Quando Giulio Andreotti venne ad Alba per la Fiera

Giulio Andreotti in visita alla Fiera del tartufo bianco d’Alba nel 1989; al suo fianco l’onorevole Ettore Paganelli.

La morte di Giulio Andreotti, democristiano sette volte presidente del Consiglio, ha scatenato avvicendarsi di opinioni e aneddoti da parte di avversari e sostenitori. Raccontiamo il personaggio chiave della storia politica del mezzo secolo tra gli anni ’50 e il 2000 dando voce alla prospettiva di Ettore Paganelli, ex sindaco di Alba e uno dei pochi langaroli ad aver conosciuto “da vicino” il sette volte presidente del Consiglio.

Lei è stato sottosegretario durante il sesto e il settimo Governo Andreotti. Come ricorda il premier dal punto di vista “umano”?

====

LAVORO RICHIESTO: Prosegui il brano sulla visita di Giulio Andreotti ad Alba, ripartendo subito dopo l'ultima frase riportata.

====

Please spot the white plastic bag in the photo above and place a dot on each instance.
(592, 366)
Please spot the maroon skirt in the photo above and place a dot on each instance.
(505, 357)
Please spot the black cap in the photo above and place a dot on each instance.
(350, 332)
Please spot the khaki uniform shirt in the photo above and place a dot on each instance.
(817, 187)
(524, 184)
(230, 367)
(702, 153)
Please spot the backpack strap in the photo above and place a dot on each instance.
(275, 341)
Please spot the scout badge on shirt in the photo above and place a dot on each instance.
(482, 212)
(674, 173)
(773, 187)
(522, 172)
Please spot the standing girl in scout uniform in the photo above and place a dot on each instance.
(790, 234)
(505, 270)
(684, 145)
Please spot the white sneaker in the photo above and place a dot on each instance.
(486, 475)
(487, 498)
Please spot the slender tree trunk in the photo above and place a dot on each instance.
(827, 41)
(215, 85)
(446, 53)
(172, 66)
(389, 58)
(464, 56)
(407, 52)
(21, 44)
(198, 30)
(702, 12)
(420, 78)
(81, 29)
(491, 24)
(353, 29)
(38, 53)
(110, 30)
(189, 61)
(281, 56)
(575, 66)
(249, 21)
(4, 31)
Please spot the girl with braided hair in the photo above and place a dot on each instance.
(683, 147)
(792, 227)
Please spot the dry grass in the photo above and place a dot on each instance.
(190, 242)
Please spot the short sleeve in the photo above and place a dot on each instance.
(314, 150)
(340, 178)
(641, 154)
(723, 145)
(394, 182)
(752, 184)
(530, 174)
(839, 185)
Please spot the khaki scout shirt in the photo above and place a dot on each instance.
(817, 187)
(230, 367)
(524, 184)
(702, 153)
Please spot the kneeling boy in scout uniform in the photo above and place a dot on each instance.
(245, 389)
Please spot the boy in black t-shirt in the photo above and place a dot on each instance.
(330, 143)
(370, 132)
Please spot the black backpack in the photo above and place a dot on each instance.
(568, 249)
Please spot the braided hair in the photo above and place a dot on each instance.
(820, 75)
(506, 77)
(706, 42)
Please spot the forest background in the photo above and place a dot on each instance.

====

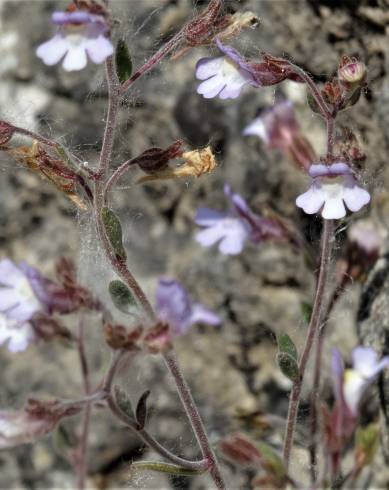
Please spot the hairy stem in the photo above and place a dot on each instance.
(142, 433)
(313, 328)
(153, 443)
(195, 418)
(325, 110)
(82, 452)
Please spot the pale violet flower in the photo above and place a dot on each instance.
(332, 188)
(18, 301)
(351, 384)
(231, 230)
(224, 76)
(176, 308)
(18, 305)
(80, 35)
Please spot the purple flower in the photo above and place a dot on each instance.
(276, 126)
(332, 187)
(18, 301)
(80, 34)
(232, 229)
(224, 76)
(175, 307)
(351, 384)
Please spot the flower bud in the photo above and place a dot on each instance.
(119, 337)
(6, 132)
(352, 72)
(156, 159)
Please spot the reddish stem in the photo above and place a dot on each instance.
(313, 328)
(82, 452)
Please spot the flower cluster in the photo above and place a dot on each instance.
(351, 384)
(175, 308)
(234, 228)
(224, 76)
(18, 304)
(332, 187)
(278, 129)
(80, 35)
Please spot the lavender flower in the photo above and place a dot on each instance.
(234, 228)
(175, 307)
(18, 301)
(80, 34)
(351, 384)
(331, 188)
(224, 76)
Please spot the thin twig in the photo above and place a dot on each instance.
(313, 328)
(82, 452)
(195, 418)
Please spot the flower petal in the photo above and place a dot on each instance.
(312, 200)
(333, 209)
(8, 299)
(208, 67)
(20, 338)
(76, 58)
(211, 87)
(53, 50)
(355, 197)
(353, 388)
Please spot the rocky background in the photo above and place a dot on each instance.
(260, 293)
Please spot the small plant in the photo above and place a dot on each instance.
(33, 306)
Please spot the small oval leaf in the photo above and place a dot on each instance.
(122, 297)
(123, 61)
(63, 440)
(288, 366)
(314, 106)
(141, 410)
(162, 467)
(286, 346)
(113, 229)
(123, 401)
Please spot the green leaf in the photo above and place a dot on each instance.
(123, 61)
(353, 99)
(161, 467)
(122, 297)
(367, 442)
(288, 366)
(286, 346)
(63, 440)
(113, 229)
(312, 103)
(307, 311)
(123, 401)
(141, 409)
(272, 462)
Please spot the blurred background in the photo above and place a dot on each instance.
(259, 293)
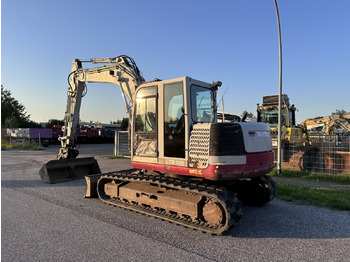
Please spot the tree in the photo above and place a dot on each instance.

====

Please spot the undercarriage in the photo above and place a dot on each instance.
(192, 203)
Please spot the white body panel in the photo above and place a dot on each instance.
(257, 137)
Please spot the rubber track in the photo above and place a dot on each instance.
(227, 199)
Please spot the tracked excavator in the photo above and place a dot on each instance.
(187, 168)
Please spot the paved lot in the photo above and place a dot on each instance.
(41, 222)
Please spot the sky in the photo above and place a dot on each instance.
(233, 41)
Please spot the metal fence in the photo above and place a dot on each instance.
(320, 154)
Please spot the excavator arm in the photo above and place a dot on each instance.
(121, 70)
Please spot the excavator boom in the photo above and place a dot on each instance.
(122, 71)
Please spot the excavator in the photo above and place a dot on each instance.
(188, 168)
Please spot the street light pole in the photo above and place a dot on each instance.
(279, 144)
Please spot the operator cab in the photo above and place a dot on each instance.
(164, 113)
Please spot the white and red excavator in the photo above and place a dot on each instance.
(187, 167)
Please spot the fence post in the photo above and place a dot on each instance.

====

RISPOSTA AL COMPITO:
«Era un uomo affabile. Ricordo che, per festeggiare il suo settantesimo compleanno, Andreotti scelse Alba. Quando arrivò gli raccontai della visita alla città di Aldo Moro, avvenuta nel ’67. In quell’occasione Moro fu acclamato dai cittadini, una giornata davvero trionfale. Andreotti mi confidò che capiva bene perché Moro fosse rimasto stupito e commosso dalla nostra città: disse che Alba era una realtà in rapida evoluzione, un luogo con un’identità capace di colpire chi, come lui, era abituato a vivere in una grande metropoli».

Giulio Andreotti in visita alla Fiera del tartufo bianco d’Alba nel 1989; al suo fianco l’onorevole Ettore Paganelli.

Potrebbe raccontare un aneddoto capace di “sintetizzare” la personalità di Andreotti?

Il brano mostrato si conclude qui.